* _TASK TO CARRY OUT_
Could you print the full listing below, keeping each line identical?

____ TASK DATA

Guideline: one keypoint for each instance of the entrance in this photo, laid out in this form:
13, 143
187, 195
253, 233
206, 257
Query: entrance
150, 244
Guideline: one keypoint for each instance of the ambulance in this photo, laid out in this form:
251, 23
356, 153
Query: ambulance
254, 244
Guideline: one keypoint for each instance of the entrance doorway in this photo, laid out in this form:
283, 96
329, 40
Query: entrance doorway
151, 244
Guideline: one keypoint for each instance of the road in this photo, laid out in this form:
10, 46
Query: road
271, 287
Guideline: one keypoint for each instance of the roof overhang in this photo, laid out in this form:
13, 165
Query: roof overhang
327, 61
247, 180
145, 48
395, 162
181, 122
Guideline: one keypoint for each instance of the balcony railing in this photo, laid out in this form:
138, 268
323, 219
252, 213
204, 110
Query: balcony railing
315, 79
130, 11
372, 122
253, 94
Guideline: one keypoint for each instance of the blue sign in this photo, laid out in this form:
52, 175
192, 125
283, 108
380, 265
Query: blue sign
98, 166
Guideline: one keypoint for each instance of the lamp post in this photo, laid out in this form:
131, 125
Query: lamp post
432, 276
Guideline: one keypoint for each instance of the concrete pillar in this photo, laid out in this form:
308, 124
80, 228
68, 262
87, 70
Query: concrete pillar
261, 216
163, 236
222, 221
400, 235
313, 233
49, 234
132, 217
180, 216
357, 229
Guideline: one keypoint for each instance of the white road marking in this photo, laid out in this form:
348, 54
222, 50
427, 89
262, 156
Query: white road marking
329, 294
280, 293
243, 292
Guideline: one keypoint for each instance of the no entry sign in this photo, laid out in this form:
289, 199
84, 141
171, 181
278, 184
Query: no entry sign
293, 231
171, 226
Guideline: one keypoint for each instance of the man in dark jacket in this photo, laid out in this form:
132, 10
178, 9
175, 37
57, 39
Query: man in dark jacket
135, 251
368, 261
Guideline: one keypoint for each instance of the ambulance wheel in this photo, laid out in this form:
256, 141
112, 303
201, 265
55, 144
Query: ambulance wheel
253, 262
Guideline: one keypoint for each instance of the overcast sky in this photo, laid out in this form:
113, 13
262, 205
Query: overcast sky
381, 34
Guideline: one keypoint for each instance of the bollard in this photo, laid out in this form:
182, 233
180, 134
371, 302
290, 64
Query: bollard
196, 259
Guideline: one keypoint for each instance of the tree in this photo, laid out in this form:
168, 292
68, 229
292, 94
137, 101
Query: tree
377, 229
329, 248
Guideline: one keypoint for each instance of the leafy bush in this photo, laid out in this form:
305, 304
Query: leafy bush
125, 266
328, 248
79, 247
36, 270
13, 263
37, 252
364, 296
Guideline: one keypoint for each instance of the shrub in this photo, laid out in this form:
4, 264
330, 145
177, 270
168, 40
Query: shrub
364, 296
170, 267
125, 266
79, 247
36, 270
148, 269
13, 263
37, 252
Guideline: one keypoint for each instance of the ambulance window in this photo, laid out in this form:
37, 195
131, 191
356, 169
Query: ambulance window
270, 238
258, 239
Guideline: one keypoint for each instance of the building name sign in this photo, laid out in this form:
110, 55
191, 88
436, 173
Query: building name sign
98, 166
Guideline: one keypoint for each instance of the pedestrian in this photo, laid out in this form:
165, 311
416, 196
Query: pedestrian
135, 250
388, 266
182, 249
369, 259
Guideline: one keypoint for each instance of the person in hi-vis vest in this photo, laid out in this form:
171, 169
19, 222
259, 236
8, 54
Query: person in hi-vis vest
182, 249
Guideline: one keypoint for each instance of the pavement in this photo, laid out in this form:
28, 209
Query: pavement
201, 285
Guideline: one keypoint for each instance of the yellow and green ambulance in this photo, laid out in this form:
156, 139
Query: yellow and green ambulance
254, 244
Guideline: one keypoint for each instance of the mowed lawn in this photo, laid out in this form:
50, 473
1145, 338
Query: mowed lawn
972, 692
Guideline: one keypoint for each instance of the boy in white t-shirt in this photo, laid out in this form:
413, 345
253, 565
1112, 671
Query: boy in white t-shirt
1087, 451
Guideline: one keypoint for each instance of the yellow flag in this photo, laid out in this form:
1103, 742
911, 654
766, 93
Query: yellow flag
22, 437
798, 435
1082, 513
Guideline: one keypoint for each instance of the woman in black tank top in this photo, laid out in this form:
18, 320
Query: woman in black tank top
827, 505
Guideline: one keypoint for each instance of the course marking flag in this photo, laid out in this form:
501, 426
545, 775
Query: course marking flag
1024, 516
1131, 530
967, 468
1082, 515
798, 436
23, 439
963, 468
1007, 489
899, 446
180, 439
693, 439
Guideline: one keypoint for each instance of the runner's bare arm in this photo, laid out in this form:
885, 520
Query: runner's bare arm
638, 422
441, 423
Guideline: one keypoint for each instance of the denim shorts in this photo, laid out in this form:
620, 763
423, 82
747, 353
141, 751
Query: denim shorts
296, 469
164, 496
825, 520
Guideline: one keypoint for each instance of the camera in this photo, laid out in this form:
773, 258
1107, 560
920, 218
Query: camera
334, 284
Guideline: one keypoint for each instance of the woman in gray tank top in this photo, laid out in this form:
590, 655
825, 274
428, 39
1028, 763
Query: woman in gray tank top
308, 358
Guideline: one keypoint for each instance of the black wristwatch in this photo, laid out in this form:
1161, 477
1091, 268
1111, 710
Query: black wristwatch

________

* _OUTPUT BELOW_
Guideline: one keypoint for each instance of the entrance in this photo, laid out in this form:
13, 143
187, 195
253, 233
206, 257
Query: entrance
150, 244
Guideline: one keypoint for each instance of the ambulance in this photo, laid out in this form:
251, 23
356, 153
Query: ambulance
254, 244
Guideline: one keypoint for each instance of the entrance doorway in this photo, laid out in this form:
283, 96
329, 40
Query: entrance doorway
151, 244
Guideline: one keypoint for each instance of the road in this photo, laid out in this form:
10, 46
Query: road
271, 287
Guideline: one keypoint for each instance of the roof overhang in this photo, laid out in this form:
13, 165
Query: roof overhang
327, 61
247, 180
145, 48
395, 162
181, 122
Guideline: one keypoint for each instance of the balcony railing in this photo, laid out in this form:
138, 268
323, 219
252, 213
204, 110
Query: balcony railing
315, 79
130, 11
372, 122
253, 94
Guideline: one keypoint for each instance of the blue sign in this photo, laid out in this form:
52, 175
192, 125
283, 108
380, 265
Query: blue sign
98, 166
Guideline: one keypoint for each instance of the lamp post in this photo, laid out in this form:
131, 125
Query: lamp post
432, 276
Guideline: one keypoint for each instance of the concrete pillar in this photo, laid out in this form:
308, 124
80, 228
68, 262
87, 70
Query: concrete pillar
261, 216
163, 236
222, 221
400, 235
313, 233
49, 234
132, 217
180, 216
357, 229
Guideline: one keypoint for each instance of the white road marking in this photo, laid out in this form:
348, 54
222, 50
427, 89
262, 156
Query: white road marking
329, 294
280, 293
243, 292
Guideline: one keypoint for each instance of the no entry sign in this photo, laid out in this form:
289, 199
84, 141
171, 181
278, 184
Query: no entry sign
293, 231
171, 226
Guideline: one keypoint for each instance of the man in dark jacket in this photo, laid out in this form:
132, 10
178, 9
175, 37
57, 39
Query: man in dark jacket
135, 251
368, 261
Guideline: one keypoint for each instance of the ambulance wheel in this photo, laid out in this form:
256, 141
112, 303
201, 265
55, 144
Query: ambulance wheel
253, 262
Guideline: one keypoint for each instance of the overcast sky in this photo, laid out in this form:
113, 13
262, 205
Query: overcast sky
381, 34
Guideline: one keypoint for each instance of the bollard in this photo, laid out in this form:
182, 233
180, 134
371, 302
290, 64
Query: bollard
196, 259
Guideline: one keypoint for each instance of the tree in this photo, laid out in this form:
168, 292
68, 229
292, 94
137, 101
Query: tree
377, 229
329, 248
Guideline: one keypoint for each instance of the leafy bush in this photo, laid out in this form:
305, 304
Query: leafy bush
125, 266
328, 248
79, 247
36, 270
13, 263
37, 252
364, 296
Guideline: one keypoint for each instance of the shrub in this photo, laid out in this form:
4, 264
330, 145
177, 270
168, 40
Query: shrub
364, 296
170, 267
125, 266
79, 247
36, 270
148, 269
13, 263
37, 252
Guideline: one keypoint for each instance of the ambulance window in this photo, laid out in this form:
37, 195
131, 191
356, 169
Query: ambulance window
270, 238
258, 239
Guideline: one keypoint for each instance of the building name sign in this photo, laid out in this form:
110, 55
191, 88
436, 173
Query: building name sign
98, 166
Guideline: one keypoint for each instance of the pedestrian in this photo, laid out in this form:
165, 311
416, 196
Query: pedestrian
135, 250
388, 266
182, 249
369, 259
Guideline: one keypoint for each instance of the person in hi-vis vest in this photo, laid out in this form:
171, 169
19, 222
259, 236
8, 54
Query: person in hi-vis vest
182, 249
Guideline: one keypoint for each instance of the pavement in this photo, laid out in this form:
28, 209
Query: pavement
201, 285
Guideline: one keypoint for each instance of the yellow and green ambulance in this photo, laid out in this form:
156, 139
Query: yellow and green ambulance
254, 244
Guideline: one keypoint for each instance of the mowed lawn in this photo, laid out in this form:
50, 473
1145, 338
Query: mowed lawn
972, 692
Guideline: one keypoint for each instance of the boy in white t-shirt in this photo, laid out in this form:
413, 345
253, 565
1112, 671
Query: boy in white t-shirt
1087, 451
Guideline: one keypoint for each instance of the yellow flag in this photo, laid out in this form:
1103, 742
911, 654
766, 93
Query: yellow flag
22, 437
798, 435
1082, 513
Guideline: one keypoint for each instance of the woman in black tank top in this photo, laid out in this form:
18, 320
Query: woman in black tank top
827, 505
Guideline: one keypoint for each instance of the course marking flag in this photo, laid out in this form:
501, 426
545, 775
Query: course marking flag
1024, 516
1131, 530
967, 468
1082, 515
798, 436
23, 439
963, 468
1007, 489
899, 446
180, 439
693, 439
Guideline: one keypoint for each instance of the runner's bare arm in this photo, laid out in this form:
885, 520
Query: runner's bare arm
638, 422
441, 423
Guideline: one keypoint for each instance of the denim shorts in this photo, laid out in this form:
620, 763
423, 82
747, 353
141, 751
Query: denim shorts
296, 469
164, 496
825, 520
Guideline: one keypoint for each instance of the camera in this photo, laid out in this form:
773, 258
1107, 560
920, 218
Query: camera
334, 284
Guideline: one keypoint for each instance of the woman in gray tank top in this photo, laid out in this form:
590, 655
825, 274
428, 39
1028, 763
Query: woman in gray tank top
308, 358
Guideline: one keypoint for each instance of the black wristwatch in this photo, laid out in this form:
1161, 477
1091, 268
1111, 710
Query: black wristwatch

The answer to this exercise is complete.